■ Given text

I suggest Rebecca Murphey's online book jQuery Fundamentals which includes 
a lot of JavaScript best practices, especially Chapter 10: Code 
Organization.

http://jqfundamentals.com/legacy#chapter-10


On Saturday, January 19, 2013 2:30:55 AM UTC-8, Marco Faustinelli wrote:
>
>
> The jQuery pitfall is to ... just start hacking. The moment you are 
> juggling jQuery stuff to patch sloppy HTML created at runtime by last 
> month's jQuery stuff, then you are back to square one.
>
> If you are being "forced" :-) to move processing to the browser, the book 
> I recommend is "Single Page Web Applications", ed. Manning.
>
> It provides a useable solution in pure Javascript, based on the module 
> pattern (see "JS: The Good Parts", already endorsed elsewhere). It still 
> uses jQuery for event mgmt and -simple- DOM selectors, but here jQuery is 
> meant as a tool not as the driver, which it never should be.

■ Given problem 1
Show every line of the records below that contains the string "green", matching case exactly.

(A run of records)
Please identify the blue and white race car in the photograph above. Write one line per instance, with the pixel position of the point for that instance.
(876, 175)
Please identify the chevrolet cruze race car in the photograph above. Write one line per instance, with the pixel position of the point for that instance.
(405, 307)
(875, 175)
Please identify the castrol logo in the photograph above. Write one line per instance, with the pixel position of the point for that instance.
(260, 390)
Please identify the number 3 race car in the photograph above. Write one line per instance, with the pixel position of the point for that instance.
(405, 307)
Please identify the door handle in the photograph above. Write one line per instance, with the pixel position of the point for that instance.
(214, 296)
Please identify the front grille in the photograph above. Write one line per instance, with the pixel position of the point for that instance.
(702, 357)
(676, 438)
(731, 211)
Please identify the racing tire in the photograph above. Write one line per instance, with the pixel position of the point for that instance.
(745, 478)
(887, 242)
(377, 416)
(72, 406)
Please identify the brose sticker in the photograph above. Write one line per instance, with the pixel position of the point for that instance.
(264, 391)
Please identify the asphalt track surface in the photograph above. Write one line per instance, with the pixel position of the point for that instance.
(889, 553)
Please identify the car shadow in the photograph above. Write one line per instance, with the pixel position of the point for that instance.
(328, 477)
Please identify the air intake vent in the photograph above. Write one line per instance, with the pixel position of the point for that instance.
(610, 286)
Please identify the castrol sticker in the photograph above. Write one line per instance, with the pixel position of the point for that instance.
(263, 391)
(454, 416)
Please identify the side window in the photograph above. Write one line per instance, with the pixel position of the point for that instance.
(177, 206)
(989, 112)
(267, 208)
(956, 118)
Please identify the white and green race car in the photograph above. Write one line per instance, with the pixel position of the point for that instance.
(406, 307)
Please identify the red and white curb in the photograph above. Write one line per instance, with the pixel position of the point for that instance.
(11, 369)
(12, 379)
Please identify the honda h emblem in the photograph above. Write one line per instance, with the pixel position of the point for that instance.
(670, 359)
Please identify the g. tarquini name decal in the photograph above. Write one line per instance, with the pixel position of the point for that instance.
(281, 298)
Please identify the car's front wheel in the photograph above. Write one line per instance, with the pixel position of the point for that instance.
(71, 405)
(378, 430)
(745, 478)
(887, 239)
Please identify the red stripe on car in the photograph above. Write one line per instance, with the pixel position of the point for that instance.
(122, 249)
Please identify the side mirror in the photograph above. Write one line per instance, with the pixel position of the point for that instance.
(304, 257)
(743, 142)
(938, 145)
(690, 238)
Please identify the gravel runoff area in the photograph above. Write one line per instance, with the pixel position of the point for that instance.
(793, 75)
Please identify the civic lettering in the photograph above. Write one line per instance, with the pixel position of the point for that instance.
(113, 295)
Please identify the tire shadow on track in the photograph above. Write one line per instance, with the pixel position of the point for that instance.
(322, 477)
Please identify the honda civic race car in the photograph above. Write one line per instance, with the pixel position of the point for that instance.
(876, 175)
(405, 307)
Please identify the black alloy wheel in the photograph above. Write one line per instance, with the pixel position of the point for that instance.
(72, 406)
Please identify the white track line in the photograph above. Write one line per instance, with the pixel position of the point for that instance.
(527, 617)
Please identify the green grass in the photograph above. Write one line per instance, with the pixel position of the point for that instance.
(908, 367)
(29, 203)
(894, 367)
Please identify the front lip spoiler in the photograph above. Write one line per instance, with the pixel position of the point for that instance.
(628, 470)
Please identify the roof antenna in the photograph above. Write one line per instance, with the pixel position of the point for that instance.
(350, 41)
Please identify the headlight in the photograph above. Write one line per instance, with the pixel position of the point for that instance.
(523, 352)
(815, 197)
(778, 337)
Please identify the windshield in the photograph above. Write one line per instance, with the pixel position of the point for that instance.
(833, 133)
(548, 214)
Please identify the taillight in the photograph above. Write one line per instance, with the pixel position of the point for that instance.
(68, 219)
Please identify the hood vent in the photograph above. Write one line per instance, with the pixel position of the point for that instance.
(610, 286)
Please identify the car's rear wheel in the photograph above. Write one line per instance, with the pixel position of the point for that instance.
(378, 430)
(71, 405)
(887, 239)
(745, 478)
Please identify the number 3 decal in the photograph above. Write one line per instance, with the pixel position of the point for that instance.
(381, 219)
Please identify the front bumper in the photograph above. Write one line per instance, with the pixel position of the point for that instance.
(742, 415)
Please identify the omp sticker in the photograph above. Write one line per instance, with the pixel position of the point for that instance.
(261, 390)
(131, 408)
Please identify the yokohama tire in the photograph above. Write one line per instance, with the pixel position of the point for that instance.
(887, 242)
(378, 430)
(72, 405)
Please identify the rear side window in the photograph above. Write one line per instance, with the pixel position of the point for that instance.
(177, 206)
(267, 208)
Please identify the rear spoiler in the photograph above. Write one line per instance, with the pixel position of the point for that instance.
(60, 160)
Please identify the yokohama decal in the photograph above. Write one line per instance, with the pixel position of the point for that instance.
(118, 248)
==
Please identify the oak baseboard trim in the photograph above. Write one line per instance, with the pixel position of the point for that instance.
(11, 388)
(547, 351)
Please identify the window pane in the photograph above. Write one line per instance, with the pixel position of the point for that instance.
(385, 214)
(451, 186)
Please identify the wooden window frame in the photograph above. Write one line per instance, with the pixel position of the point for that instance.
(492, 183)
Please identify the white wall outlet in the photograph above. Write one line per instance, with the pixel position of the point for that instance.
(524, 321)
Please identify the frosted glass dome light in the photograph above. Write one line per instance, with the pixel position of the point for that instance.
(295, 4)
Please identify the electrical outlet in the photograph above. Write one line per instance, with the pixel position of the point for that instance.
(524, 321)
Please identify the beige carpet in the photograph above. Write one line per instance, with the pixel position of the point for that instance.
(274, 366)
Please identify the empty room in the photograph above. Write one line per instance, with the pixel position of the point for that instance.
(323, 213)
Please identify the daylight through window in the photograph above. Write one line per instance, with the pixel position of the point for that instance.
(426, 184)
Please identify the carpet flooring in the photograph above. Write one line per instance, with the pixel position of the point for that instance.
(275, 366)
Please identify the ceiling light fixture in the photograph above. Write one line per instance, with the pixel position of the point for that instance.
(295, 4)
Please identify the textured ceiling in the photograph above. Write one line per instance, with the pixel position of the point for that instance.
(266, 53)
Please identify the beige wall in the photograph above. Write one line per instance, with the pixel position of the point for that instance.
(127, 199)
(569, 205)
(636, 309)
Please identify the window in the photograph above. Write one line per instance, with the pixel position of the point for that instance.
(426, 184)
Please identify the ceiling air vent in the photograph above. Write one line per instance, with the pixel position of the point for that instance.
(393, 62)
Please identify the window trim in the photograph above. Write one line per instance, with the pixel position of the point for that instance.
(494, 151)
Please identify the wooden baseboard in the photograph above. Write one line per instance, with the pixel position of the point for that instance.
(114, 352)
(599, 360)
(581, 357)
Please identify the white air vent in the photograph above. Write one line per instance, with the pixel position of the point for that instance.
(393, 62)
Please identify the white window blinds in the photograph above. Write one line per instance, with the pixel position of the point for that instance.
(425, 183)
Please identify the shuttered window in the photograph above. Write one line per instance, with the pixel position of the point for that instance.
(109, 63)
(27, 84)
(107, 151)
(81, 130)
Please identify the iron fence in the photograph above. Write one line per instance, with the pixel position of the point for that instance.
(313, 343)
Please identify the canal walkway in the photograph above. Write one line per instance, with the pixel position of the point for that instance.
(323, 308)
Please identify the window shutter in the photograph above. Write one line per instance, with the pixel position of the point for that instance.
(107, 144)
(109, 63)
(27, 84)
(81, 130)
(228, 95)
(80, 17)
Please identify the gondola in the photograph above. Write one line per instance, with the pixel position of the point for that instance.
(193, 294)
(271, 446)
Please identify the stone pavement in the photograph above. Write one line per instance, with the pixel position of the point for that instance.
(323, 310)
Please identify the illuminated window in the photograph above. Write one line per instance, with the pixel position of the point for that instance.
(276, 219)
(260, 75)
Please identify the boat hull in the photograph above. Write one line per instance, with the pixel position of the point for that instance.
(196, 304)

■ Given problem 2
Retype the jQuery message above from "I suggest Rebecca" up to and including "Organization.".

■ Full response 1
Please identify the white and green race car in the photograph above. Write one line per instance, with the pixel position of the point for that instance.
Please identify the green grass in the photograph above. Write one line per instance, with the pixel position of the point for that instance.

■ Full response 2
I suggest Rebecca Murphey's online book jQuery Fundamentals which includes 
a lot of JavaScript best practices, especially Chapter 10: Code 
Organization.